**Exercise directions**
Rewrite everything from the start of the material down to and including the line containing "163L244 161L244 165L246", with "Provide" changed to "Return" and nothing else altered.

[Dataset items]

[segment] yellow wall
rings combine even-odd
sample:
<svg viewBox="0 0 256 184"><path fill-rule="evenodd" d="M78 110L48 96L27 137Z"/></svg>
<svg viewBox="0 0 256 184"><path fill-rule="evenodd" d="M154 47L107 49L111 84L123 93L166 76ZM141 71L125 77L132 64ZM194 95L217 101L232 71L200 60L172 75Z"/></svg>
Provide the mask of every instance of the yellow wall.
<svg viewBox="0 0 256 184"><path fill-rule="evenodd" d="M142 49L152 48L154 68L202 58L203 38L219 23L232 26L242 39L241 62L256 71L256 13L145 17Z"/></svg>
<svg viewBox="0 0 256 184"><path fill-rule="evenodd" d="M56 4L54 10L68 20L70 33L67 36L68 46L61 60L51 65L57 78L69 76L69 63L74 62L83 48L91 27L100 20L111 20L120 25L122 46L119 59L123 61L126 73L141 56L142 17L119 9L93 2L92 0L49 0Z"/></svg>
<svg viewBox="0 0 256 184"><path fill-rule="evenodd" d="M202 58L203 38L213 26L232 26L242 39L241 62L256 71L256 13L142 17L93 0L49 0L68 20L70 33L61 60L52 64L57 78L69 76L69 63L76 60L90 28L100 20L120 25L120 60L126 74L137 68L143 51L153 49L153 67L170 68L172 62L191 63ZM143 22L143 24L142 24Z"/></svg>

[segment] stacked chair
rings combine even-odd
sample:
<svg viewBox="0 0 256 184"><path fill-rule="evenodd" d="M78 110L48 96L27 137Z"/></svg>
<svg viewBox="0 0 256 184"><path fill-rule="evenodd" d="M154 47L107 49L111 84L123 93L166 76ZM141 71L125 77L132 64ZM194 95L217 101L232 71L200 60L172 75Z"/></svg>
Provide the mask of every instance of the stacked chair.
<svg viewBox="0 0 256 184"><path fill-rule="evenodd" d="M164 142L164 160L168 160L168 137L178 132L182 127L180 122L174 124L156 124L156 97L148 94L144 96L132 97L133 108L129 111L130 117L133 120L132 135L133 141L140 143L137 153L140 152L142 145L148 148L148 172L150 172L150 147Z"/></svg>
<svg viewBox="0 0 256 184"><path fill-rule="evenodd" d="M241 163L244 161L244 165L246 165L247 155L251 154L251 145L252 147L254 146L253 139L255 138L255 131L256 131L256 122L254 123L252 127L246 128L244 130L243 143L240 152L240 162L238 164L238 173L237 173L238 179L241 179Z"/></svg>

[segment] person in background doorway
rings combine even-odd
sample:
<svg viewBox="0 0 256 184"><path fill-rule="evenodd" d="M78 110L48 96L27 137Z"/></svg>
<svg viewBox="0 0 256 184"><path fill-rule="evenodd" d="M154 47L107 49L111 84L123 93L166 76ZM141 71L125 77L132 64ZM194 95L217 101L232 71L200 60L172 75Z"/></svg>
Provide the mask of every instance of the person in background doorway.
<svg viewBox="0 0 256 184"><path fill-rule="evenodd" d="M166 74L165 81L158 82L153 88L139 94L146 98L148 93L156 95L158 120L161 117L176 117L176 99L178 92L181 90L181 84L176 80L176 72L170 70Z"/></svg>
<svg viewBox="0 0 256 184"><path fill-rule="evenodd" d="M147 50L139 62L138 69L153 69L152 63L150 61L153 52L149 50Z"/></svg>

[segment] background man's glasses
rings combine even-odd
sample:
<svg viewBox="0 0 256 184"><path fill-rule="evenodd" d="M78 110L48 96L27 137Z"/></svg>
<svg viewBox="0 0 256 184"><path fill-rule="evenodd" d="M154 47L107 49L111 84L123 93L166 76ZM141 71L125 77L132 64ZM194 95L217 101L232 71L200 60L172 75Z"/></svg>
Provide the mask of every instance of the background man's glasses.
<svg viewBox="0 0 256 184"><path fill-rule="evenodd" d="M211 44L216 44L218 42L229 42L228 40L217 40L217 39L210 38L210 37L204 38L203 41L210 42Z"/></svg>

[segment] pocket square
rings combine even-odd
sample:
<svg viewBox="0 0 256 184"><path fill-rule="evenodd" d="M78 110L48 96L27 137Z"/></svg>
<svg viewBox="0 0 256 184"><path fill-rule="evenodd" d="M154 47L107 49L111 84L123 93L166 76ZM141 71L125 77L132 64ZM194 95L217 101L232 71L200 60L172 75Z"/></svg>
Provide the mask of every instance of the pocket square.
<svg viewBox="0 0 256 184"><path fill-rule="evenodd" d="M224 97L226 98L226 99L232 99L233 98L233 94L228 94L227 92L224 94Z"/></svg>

**Correct result**
[segment] yellow wall
rings combine even-odd
sample:
<svg viewBox="0 0 256 184"><path fill-rule="evenodd" d="M78 110L48 96L27 137Z"/></svg>
<svg viewBox="0 0 256 184"><path fill-rule="evenodd" d="M154 47L107 49L111 84L123 93L166 76ZM141 71L125 77L132 64ZM194 95L217 101L232 71L200 60L172 75Z"/></svg>
Return the mask of every instance of the yellow wall.
<svg viewBox="0 0 256 184"><path fill-rule="evenodd" d="M142 49L152 48L154 68L202 58L203 38L219 23L232 26L242 39L241 62L256 71L256 13L145 17Z"/></svg>
<svg viewBox="0 0 256 184"><path fill-rule="evenodd" d="M56 4L54 10L68 20L70 33L67 36L68 46L61 60L51 65L57 78L69 76L69 63L74 62L83 48L91 27L100 20L111 20L120 25L122 46L119 59L123 61L126 73L141 56L142 17L119 9L93 2L92 0L49 0Z"/></svg>
<svg viewBox="0 0 256 184"><path fill-rule="evenodd" d="M202 58L203 38L213 26L232 26L242 39L241 62L256 71L256 13L142 17L93 0L49 0L68 20L70 33L61 60L52 64L57 78L69 76L69 63L76 60L90 28L100 20L120 25L120 60L126 74L137 68L143 51L153 49L153 67L170 68L172 62L191 63ZM143 22L143 24L142 24Z"/></svg>

[segment] stacked chair
rings combine even-odd
sample:
<svg viewBox="0 0 256 184"><path fill-rule="evenodd" d="M78 110L48 96L27 137Z"/></svg>
<svg viewBox="0 0 256 184"><path fill-rule="evenodd" d="M154 47L107 49L111 84L123 93L166 76ZM141 71L125 77L132 64ZM194 95L217 101L232 71L200 60L172 75Z"/></svg>
Return the mask of every instance of the stacked chair.
<svg viewBox="0 0 256 184"><path fill-rule="evenodd" d="M164 142L164 160L168 160L168 137L178 132L182 127L180 122L174 124L156 124L156 97L148 94L144 96L132 97L133 108L129 111L130 117L133 120L132 135L133 141L140 143L137 153L140 152L142 145L148 148L148 172L150 172L150 147Z"/></svg>
<svg viewBox="0 0 256 184"><path fill-rule="evenodd" d="M241 163L244 161L244 165L246 165L247 155L251 154L251 145L252 147L254 146L253 139L255 138L255 131L256 131L256 122L254 123L252 127L246 128L244 130L243 143L240 152L240 162L238 164L238 173L237 173L238 179L241 179Z"/></svg>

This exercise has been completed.